-- Provided material start --

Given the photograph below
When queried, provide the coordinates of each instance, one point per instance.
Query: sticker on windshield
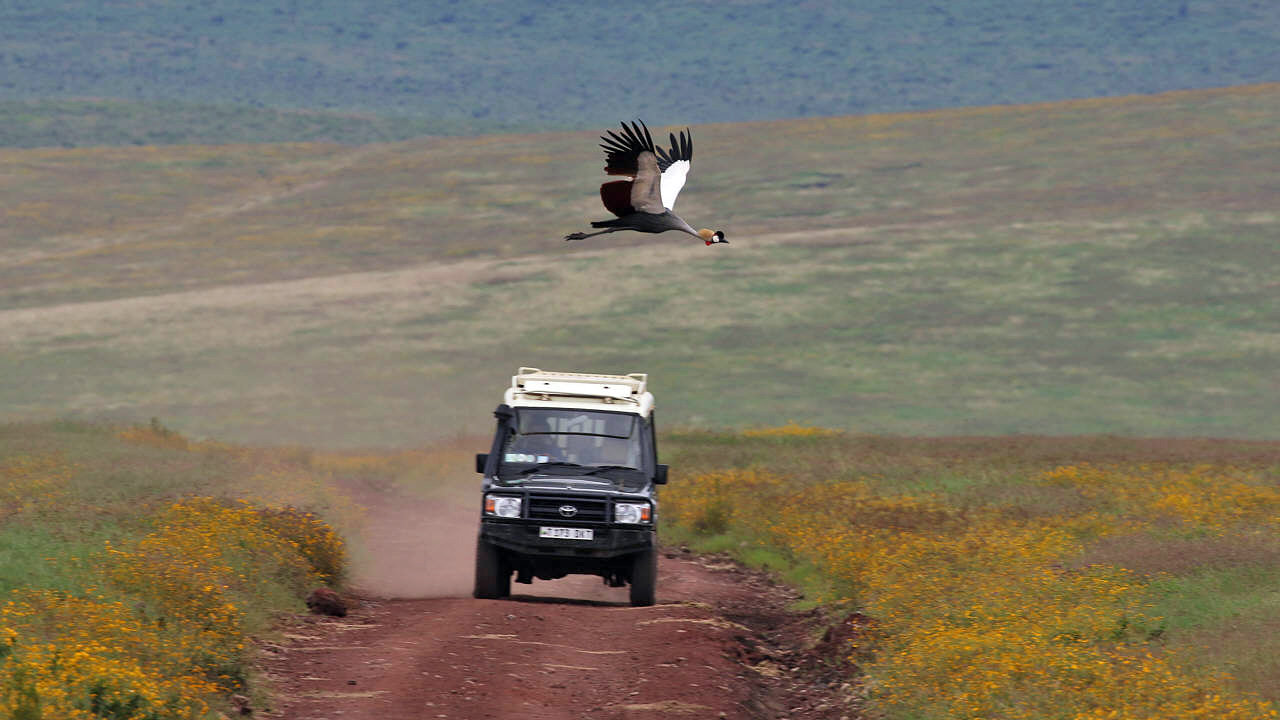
(524, 458)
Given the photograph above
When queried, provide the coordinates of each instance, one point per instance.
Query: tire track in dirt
(720, 643)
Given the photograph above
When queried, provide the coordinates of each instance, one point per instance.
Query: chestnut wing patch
(617, 197)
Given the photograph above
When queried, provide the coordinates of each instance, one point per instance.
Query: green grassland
(1087, 267)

-- Provided material end --

*Direction*: Copy all of the rows above line for line, omitting the pictures.

*Answer to this task*:
Given the photograph below
When queried, provide the coordinates of each instance, one point per instance.
Query: sticker on windshield
(524, 458)
Given the photograph above
When queried, provide the coordinates of each instance, one point per instance.
Query: tire track in dirt
(720, 643)
Given the photograph above
When queried, provide the coordinates of each instance, one point per instance.
Query: chestnut wing patch
(617, 197)
Given the photograph above
When queried, provide the coordinates of each instance, one point per instance.
Query: green grassland
(1087, 267)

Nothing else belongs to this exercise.